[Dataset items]
******
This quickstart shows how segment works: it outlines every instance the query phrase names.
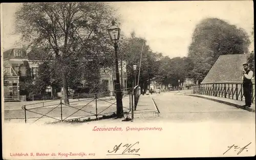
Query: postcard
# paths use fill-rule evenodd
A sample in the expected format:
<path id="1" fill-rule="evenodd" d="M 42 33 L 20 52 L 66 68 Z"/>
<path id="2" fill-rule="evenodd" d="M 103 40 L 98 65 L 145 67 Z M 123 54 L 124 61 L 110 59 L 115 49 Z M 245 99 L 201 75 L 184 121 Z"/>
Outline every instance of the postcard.
<path id="1" fill-rule="evenodd" d="M 1 11 L 4 159 L 255 156 L 252 1 Z"/>

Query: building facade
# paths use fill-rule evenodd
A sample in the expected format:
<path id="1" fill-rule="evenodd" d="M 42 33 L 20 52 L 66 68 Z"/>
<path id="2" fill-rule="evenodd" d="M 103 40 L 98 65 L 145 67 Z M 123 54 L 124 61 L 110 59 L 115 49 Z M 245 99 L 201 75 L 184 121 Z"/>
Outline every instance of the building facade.
<path id="1" fill-rule="evenodd" d="M 24 95 L 25 77 L 27 75 L 27 69 L 31 70 L 31 76 L 34 78 L 37 75 L 38 70 L 38 61 L 30 60 L 25 50 L 19 48 L 13 48 L 4 52 L 4 75 L 5 86 L 4 87 L 4 95 L 5 97 L 12 96 L 18 97 Z M 27 65 L 26 65 L 27 64 Z M 120 83 L 122 84 L 122 88 L 127 86 L 127 74 L 126 64 L 122 63 L 122 67 L 119 65 L 119 74 L 120 75 Z M 122 68 L 122 74 L 121 74 Z M 100 82 L 102 83 L 105 91 L 113 91 L 116 81 L 115 70 L 112 68 L 102 69 L 100 71 Z M 122 74 L 122 78 L 121 75 Z M 122 79 L 122 83 L 121 83 Z M 84 84 L 85 82 L 81 82 Z M 51 86 L 48 87 L 45 91 L 46 94 L 53 97 L 53 89 Z M 69 89 L 70 91 L 72 90 Z"/>

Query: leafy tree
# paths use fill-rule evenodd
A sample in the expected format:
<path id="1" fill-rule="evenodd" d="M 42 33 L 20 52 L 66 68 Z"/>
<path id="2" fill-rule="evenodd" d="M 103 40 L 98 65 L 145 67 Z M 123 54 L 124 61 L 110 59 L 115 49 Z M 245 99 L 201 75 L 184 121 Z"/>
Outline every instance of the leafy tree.
<path id="1" fill-rule="evenodd" d="M 87 66 L 95 59 L 111 62 L 108 54 L 113 47 L 106 29 L 113 19 L 112 11 L 103 3 L 68 2 L 24 3 L 16 12 L 16 31 L 28 42 L 27 49 L 34 55 L 31 57 L 50 64 L 52 74 L 61 80 L 66 98 L 69 82 L 75 79 L 70 78 L 79 79 L 74 75 L 82 74 L 73 72 L 77 71 L 76 65 Z M 102 64 L 108 63 L 99 63 L 98 67 Z"/>
<path id="2" fill-rule="evenodd" d="M 194 63 L 191 77 L 202 82 L 220 55 L 248 52 L 247 33 L 218 18 L 202 20 L 194 32 L 188 58 Z"/>

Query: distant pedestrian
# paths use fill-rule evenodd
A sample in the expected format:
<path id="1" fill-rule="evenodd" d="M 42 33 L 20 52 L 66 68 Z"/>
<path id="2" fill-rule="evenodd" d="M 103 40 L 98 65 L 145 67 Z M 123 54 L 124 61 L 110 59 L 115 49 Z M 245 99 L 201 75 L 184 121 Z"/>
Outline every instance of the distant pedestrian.
<path id="1" fill-rule="evenodd" d="M 253 72 L 248 66 L 248 64 L 245 63 L 243 65 L 244 71 L 243 71 L 243 89 L 244 96 L 245 99 L 245 105 L 244 107 L 250 107 L 251 104 L 251 90 L 252 89 L 252 83 L 251 78 L 253 75 Z"/>

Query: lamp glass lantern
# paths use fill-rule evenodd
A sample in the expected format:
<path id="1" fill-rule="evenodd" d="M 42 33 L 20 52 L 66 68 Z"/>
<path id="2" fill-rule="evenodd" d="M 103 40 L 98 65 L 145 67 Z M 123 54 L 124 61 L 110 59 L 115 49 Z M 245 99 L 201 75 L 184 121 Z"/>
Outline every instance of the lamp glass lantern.
<path id="1" fill-rule="evenodd" d="M 136 69 L 137 69 L 137 65 L 133 65 L 133 70 L 136 70 Z"/>
<path id="2" fill-rule="evenodd" d="M 112 41 L 116 42 L 119 39 L 120 30 L 115 24 L 115 21 L 112 21 L 112 25 L 108 30 L 109 34 Z"/>

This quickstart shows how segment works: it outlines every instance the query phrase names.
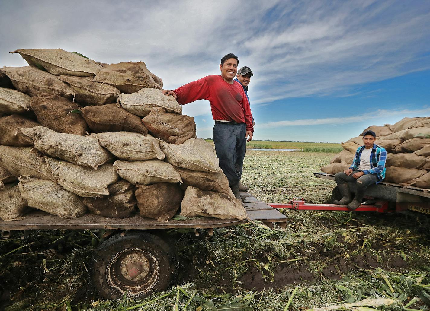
******
● Exercise directions:
Put all of the lines above into a JSON list of strings, one string per line, leaving out blank lines and omitting the pictures.

● Output for this exercise:
[
  "This quickstart shows how segment works: it outlines every instance the query phrase names.",
  "Query: postcard",
  "# paths use fill-rule evenodd",
  "A sample in the expected format:",
  "<path id=\"1\" fill-rule=\"evenodd\" d=\"M 42 33 L 20 52 L 66 68 Z\"/>",
  "<path id=\"2\" fill-rule=\"evenodd\" d=\"M 103 40 L 98 65 L 145 67 Z M 123 54 L 124 61 L 110 59 L 115 49 Z M 245 99 L 201 75 L 184 121 Z\"/>",
  "Outline every instance of the postcard.",
  "<path id=\"1\" fill-rule=\"evenodd\" d=\"M 1 11 L 4 159 L 255 156 L 252 1 Z\"/>",
  "Query: building facade",
  "# paths use fill-rule evenodd",
  "A sample in the expected format:",
  "<path id=\"1\" fill-rule=\"evenodd\" d=\"M 42 33 L 20 52 L 66 68 Z\"/>",
  "<path id=\"2\" fill-rule=\"evenodd\" d=\"M 103 40 L 98 65 L 145 67 Z M 123 54 L 124 61 L 110 59 L 115 49 Z M 245 99 L 201 75 L 184 121 Z\"/>",
  "Outline every instance of the building facade.",
  "<path id=\"1\" fill-rule=\"evenodd\" d=\"M 24 95 L 25 77 L 27 75 L 27 69 L 31 70 L 31 76 L 34 78 L 37 75 L 38 70 L 38 61 L 30 60 L 25 50 L 19 48 L 13 48 L 4 52 L 4 75 L 5 86 L 4 87 L 4 95 L 5 97 L 12 96 L 18 97 Z M 27 65 L 26 65 L 27 64 Z M 120 83 L 122 84 L 122 88 L 127 86 L 127 74 L 126 64 L 122 63 L 122 67 L 119 65 L 119 74 L 120 75 Z M 122 68 L 122 74 L 121 74 Z M 100 82 L 102 83 L 105 91 L 113 91 L 116 81 L 115 70 L 112 68 L 102 69 L 100 71 Z M 122 74 L 122 78 L 121 75 Z M 122 79 L 122 83 L 121 83 Z M 84 84 L 85 82 L 81 82 Z M 51 86 L 48 87 L 45 91 L 46 94 L 53 97 L 53 89 Z M 69 89 L 70 91 L 72 90 Z\"/>",
  "Query: leafy tree",
  "# paths use fill-rule evenodd",
  "A sample in the expected format:",
  "<path id=\"1\" fill-rule=\"evenodd\" d=\"M 42 33 L 20 52 L 66 68 Z\"/>",
  "<path id=\"2\" fill-rule=\"evenodd\" d=\"M 103 40 L 98 65 L 145 67 Z M 123 54 L 124 61 L 110 59 L 115 49 Z M 245 99 L 201 75 L 184 121 Z\"/>",
  "Outline every instance of the leafy tree.",
  "<path id=\"1\" fill-rule=\"evenodd\" d=\"M 87 66 L 95 59 L 111 62 L 108 54 L 113 47 L 106 29 L 113 19 L 112 11 L 103 3 L 68 2 L 24 3 L 16 12 L 16 31 L 28 42 L 27 49 L 34 55 L 31 57 L 50 64 L 52 74 L 61 80 L 66 98 L 69 82 L 75 79 L 70 78 L 79 79 L 74 75 L 82 74 L 73 72 L 77 71 L 76 65 Z M 102 64 L 108 63 L 99 63 L 98 67 Z\"/>",
  "<path id=\"2\" fill-rule=\"evenodd\" d=\"M 194 63 L 191 77 L 202 82 L 220 55 L 248 52 L 247 33 L 218 18 L 202 20 L 194 32 L 188 58 Z\"/>",
  "Query: distant pedestrian",
  "# paths use fill-rule evenodd",
  "A sample in the expected format:",
  "<path id=\"1\" fill-rule=\"evenodd\" d=\"M 42 33 L 20 52 L 66 68 Z\"/>",
  "<path id=\"2\" fill-rule=\"evenodd\" d=\"M 103 40 L 98 65 L 145 67 Z M 123 54 L 124 61 L 110 59 L 115 49 Z M 245 99 L 201 75 L 184 121 Z\"/>",
  "Outline every instance of the distant pedestrian.",
  "<path id=\"1\" fill-rule=\"evenodd\" d=\"M 253 72 L 248 66 L 248 64 L 245 63 L 243 65 L 244 71 L 243 71 L 243 89 L 244 96 L 245 99 L 245 105 L 244 107 L 250 107 L 251 104 L 251 90 L 252 89 L 252 83 L 251 78 L 253 75 Z\"/>",
  "Query: lamp glass lantern",
  "# paths use fill-rule evenodd",
  "A sample in the expected format:",
  "<path id=\"1\" fill-rule=\"evenodd\" d=\"M 42 33 L 20 52 L 66 68 Z\"/>",
  "<path id=\"2\" fill-rule=\"evenodd\" d=\"M 103 40 L 98 65 L 145 67 Z M 123 54 L 124 61 L 110 59 L 115 49 Z M 245 99 L 201 75 L 184 121 Z\"/>",
  "Outline every instance of the lamp glass lantern.",
  "<path id=\"1\" fill-rule=\"evenodd\" d=\"M 136 69 L 137 69 L 137 65 L 133 65 L 133 70 L 136 70 Z\"/>",
  "<path id=\"2\" fill-rule=\"evenodd\" d=\"M 112 41 L 116 42 L 119 39 L 120 30 L 115 24 L 115 21 L 112 21 L 112 25 L 108 30 L 109 34 Z\"/>",
  "This quickstart shows how segment works: it outlines every instance the query phrase names."
]